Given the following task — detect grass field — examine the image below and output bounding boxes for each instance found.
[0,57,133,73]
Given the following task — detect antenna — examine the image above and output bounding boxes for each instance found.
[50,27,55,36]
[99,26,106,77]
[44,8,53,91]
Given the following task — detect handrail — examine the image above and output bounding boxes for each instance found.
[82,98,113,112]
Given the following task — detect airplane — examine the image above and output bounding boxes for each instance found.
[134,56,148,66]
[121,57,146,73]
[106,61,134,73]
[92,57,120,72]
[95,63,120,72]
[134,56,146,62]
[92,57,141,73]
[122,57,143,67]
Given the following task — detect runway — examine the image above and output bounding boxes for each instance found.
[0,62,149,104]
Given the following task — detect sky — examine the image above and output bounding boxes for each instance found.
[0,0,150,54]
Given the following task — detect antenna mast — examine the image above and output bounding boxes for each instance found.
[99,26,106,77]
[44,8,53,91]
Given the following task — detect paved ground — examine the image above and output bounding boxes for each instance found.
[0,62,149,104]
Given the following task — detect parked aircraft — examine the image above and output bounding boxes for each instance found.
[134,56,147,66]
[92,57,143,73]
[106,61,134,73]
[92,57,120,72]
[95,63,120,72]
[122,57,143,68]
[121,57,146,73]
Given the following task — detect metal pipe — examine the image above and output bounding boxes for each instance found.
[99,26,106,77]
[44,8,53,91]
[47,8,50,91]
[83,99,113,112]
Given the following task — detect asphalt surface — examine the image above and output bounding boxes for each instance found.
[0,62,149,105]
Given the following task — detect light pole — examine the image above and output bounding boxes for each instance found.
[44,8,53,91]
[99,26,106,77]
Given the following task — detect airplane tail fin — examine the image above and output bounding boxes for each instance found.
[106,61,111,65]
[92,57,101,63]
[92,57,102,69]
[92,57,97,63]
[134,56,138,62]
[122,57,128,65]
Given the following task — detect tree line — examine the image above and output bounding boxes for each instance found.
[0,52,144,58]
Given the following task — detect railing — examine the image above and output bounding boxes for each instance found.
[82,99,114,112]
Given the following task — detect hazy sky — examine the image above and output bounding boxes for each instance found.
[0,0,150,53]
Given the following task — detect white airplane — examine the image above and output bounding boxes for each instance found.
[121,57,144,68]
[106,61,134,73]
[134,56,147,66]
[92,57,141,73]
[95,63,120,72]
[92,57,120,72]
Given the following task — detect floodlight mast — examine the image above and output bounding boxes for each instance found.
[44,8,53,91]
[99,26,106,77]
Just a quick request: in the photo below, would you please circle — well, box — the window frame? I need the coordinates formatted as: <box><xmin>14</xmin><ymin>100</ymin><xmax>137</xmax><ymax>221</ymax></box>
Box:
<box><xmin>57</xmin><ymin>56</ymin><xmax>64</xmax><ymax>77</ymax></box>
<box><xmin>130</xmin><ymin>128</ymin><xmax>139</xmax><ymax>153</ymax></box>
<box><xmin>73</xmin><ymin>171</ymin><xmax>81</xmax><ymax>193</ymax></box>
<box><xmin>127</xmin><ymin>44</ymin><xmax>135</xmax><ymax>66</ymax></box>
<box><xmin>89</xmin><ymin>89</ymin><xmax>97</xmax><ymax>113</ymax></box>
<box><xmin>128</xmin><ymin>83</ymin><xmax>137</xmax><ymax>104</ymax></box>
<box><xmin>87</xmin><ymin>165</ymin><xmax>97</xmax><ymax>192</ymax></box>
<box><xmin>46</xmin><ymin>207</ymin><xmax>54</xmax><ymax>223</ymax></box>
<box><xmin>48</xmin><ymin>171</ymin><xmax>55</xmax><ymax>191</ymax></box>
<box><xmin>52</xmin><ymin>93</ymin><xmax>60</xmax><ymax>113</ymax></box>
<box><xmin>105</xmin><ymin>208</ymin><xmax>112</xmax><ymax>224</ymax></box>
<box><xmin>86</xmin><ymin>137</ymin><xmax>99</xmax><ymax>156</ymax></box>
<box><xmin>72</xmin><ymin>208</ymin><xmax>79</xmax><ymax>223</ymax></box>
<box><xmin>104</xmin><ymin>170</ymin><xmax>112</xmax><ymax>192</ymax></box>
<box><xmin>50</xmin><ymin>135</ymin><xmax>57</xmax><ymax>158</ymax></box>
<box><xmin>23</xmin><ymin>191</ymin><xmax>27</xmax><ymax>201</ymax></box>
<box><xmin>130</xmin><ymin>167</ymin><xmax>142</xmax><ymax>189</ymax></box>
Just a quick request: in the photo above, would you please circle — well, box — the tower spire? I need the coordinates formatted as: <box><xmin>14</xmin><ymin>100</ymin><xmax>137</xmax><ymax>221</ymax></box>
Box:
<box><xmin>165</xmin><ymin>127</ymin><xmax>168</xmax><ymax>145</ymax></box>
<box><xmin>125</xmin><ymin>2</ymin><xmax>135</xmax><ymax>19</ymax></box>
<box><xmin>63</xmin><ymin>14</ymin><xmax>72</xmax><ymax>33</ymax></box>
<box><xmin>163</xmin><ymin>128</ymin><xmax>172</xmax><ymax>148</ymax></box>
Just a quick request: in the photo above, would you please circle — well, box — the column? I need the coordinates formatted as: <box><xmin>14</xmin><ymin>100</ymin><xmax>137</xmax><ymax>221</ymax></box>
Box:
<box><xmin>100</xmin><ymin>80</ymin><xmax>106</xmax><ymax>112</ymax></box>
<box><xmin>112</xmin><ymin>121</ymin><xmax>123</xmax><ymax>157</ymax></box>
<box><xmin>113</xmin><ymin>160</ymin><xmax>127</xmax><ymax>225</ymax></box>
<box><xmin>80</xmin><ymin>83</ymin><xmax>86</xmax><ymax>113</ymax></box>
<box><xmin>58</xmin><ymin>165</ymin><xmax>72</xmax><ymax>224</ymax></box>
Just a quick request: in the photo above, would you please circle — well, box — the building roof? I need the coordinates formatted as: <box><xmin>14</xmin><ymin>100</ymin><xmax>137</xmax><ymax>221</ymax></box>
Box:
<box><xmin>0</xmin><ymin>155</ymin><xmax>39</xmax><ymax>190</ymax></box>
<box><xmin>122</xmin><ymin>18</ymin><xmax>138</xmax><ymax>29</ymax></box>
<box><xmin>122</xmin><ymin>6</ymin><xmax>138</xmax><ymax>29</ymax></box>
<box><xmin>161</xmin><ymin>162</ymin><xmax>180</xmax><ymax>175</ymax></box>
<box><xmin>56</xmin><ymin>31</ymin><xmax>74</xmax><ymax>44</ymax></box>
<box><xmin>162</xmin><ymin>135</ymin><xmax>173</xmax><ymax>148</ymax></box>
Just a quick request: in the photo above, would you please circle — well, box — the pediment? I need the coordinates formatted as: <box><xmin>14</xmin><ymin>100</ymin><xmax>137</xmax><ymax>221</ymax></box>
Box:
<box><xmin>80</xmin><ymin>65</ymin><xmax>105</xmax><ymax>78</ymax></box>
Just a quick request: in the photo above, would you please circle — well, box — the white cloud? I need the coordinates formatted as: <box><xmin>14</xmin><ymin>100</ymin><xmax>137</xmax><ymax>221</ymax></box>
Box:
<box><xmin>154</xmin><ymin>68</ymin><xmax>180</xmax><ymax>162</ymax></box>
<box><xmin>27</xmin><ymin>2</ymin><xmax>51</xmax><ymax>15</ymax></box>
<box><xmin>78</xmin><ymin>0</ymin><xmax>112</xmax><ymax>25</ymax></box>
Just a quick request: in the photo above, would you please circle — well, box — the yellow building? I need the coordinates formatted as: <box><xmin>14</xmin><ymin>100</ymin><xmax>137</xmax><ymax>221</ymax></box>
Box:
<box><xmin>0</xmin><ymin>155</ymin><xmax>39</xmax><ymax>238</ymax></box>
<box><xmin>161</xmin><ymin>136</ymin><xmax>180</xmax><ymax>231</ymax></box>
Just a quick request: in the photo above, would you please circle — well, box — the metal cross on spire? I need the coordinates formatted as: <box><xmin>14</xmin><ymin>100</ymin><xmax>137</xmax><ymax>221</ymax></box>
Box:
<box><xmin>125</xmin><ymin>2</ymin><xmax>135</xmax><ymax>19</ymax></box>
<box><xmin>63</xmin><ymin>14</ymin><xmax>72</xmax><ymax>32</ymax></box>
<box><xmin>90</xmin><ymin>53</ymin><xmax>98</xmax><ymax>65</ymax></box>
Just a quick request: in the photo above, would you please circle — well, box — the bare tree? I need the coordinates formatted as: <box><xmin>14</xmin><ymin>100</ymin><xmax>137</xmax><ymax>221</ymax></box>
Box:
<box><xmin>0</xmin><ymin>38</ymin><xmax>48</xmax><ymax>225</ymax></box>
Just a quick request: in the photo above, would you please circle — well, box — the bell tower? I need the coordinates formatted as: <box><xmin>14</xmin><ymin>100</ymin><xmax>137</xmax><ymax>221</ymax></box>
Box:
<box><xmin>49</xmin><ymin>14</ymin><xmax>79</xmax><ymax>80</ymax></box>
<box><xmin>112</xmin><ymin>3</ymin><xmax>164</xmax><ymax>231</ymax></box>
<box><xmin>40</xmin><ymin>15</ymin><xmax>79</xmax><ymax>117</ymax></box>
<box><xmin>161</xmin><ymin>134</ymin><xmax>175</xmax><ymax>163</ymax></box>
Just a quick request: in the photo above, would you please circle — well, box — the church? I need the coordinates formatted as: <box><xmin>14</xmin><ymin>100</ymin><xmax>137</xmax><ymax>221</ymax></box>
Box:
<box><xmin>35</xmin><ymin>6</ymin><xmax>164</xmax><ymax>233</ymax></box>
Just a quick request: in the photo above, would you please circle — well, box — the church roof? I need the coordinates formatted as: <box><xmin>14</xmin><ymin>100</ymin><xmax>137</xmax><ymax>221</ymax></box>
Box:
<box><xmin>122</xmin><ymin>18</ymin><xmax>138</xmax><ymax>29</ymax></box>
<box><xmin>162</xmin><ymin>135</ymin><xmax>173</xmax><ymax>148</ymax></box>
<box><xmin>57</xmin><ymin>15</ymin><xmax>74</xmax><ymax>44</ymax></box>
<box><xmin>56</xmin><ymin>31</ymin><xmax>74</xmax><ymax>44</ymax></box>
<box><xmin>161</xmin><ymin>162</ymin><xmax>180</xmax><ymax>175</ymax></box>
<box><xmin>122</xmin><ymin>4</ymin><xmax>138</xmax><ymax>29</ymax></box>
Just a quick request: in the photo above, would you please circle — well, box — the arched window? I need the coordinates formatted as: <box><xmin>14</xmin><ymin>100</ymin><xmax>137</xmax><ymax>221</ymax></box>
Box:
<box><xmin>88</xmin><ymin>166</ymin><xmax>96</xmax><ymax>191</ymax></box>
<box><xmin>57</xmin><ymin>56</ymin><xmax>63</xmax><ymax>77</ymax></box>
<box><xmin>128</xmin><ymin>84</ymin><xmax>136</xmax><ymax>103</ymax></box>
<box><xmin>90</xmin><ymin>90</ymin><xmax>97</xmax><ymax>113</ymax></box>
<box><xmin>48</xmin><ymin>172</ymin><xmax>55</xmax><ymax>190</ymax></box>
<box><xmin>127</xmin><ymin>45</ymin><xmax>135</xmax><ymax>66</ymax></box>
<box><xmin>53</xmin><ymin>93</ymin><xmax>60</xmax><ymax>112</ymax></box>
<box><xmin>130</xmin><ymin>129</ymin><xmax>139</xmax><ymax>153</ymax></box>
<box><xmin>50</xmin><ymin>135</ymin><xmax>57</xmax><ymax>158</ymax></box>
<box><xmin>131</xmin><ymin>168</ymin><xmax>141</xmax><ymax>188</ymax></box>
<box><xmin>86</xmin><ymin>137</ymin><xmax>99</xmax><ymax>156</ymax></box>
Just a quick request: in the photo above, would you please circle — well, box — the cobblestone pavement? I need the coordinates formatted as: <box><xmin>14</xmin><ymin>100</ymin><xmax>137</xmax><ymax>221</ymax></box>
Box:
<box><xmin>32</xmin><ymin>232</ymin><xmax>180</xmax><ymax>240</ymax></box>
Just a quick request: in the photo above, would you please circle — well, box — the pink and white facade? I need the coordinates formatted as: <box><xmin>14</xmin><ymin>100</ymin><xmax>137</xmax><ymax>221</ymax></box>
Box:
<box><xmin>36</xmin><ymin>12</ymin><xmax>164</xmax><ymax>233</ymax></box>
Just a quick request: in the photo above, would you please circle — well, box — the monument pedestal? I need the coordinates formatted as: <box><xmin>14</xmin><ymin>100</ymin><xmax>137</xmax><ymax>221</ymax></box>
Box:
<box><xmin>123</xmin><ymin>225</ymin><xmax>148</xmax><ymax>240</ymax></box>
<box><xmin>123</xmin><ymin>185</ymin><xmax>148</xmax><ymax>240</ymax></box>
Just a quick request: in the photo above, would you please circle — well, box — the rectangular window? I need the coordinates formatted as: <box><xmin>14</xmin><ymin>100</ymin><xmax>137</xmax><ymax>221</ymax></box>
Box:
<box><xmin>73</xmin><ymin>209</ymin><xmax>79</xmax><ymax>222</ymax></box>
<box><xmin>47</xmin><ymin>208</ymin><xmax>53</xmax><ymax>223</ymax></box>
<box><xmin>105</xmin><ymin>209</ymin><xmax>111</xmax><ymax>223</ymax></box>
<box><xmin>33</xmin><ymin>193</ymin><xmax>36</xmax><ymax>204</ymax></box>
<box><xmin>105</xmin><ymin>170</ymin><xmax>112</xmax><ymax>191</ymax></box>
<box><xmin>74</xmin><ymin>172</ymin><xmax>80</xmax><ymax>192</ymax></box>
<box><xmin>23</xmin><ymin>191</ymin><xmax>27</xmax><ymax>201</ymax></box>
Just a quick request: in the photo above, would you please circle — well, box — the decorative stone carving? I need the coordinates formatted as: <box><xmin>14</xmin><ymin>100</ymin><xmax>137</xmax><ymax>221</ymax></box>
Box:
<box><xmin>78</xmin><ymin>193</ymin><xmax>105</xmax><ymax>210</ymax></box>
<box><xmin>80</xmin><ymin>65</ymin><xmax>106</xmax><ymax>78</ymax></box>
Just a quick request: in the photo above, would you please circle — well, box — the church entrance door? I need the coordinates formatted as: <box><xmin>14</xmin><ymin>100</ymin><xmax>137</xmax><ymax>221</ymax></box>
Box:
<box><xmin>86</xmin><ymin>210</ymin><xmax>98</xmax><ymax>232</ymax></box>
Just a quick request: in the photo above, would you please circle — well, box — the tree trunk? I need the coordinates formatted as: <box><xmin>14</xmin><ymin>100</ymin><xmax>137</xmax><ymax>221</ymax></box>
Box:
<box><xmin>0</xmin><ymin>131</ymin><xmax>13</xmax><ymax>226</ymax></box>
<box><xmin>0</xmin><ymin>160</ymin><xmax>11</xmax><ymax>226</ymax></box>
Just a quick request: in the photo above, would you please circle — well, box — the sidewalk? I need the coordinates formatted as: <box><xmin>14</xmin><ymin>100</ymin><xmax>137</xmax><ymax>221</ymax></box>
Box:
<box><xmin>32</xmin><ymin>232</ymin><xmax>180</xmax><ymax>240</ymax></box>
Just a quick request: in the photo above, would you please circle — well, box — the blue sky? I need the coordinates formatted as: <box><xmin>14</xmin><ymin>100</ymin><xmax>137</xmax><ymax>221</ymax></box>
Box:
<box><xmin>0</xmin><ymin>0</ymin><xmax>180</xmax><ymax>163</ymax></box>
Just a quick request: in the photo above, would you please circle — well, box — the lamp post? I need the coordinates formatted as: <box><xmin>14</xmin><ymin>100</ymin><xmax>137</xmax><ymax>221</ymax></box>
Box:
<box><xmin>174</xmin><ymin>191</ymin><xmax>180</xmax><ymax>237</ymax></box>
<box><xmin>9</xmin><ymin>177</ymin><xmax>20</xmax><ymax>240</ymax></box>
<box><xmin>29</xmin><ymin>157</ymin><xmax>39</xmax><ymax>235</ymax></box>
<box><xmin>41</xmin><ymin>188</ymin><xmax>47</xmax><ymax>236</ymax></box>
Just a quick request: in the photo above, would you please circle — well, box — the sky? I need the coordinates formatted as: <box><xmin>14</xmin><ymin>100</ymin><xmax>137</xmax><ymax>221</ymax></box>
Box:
_____
* What to work on *
Would you retype the lines above from the one with "Given the following task — detect airplane tail" down to the one with "Just a quick request: in the photo below, would", word for word, both ends included and no other lines?

* Final answer *
Given the following task — detect airplane tail fin — examine the image above and output bounding boxes for each instance found.
[106,61,111,65]
[92,57,101,63]
[92,57,102,69]
[92,57,97,63]
[134,56,138,62]
[122,57,128,65]
Given the following task — detect tree line — examine the image above and output bounding boxes for each instance found.
[0,52,144,58]
Given the following task — detect railing — examine the image above and output bounding boxes for each instance found.
[82,99,114,112]
Given the following task — detect hazy sky — examine the image above and output bounding boxes for each instance found.
[0,0,150,53]
Given the following task — detect white airplane — examine the image above and output bounding boxes for each instance found.
[121,57,144,68]
[106,61,134,73]
[134,56,147,66]
[92,57,141,73]
[95,63,120,72]
[92,57,120,72]
Given the following task — detect floodlight mast — examine the image above and output bounding boxes for each instance found.
[44,8,53,91]
[99,26,106,77]
Just a quick request: in the photo below, would you please circle — well, box — the window frame? I need the coordinates formatted as: <box><xmin>14</xmin><ymin>100</ymin><xmax>137</xmax><ymax>221</ymax></box>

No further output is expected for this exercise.